◆ Activity: With the images left out, print all of the records below exactly.

◆ Dataset extract:
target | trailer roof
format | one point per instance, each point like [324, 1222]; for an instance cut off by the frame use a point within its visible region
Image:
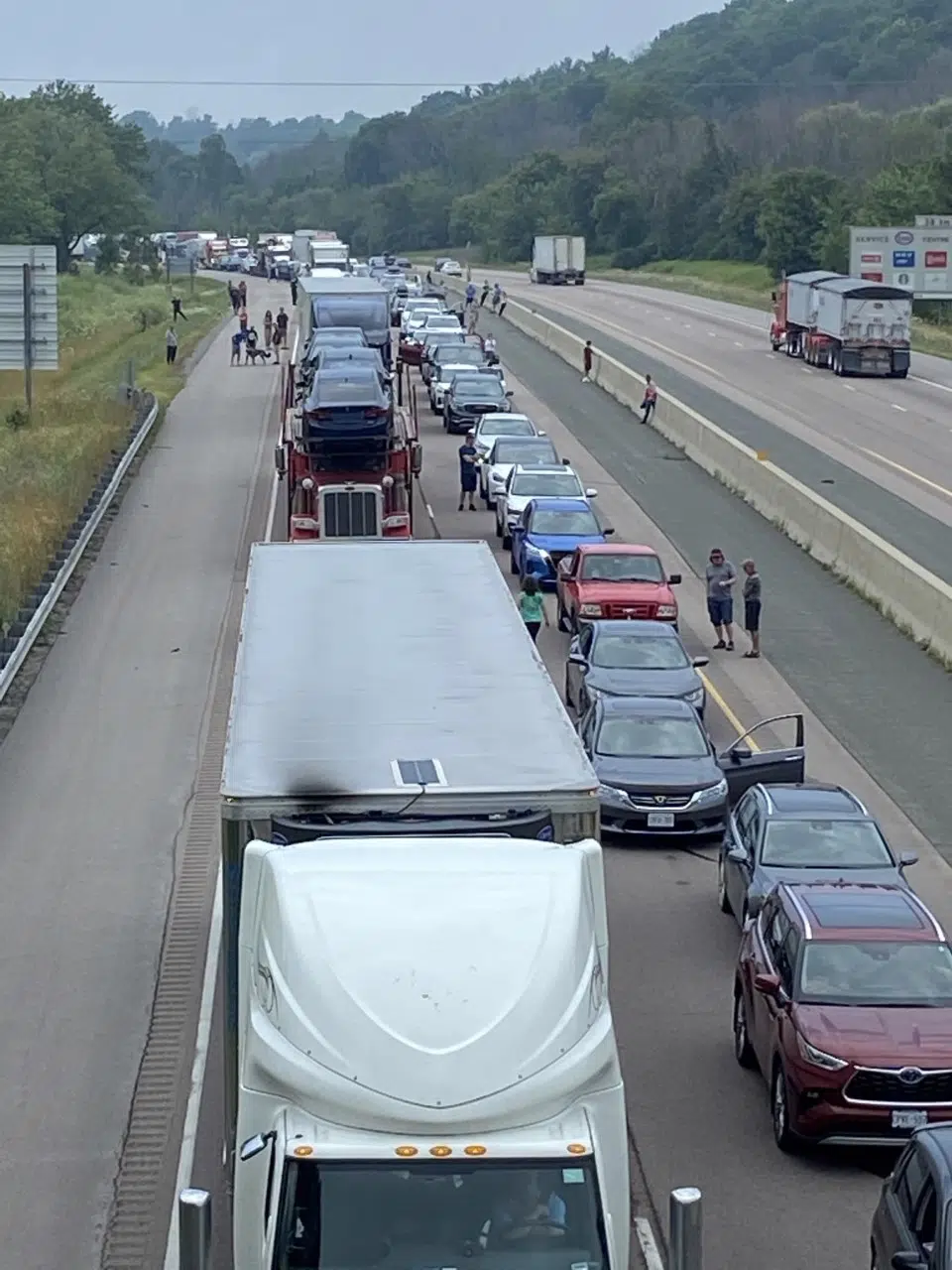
[856, 289]
[356, 657]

◆ Result:
target | trailer roof
format | one point per instance, each point like [324, 1222]; for an instance cut off by the frame use a point within its visible region
Image:
[856, 289]
[356, 657]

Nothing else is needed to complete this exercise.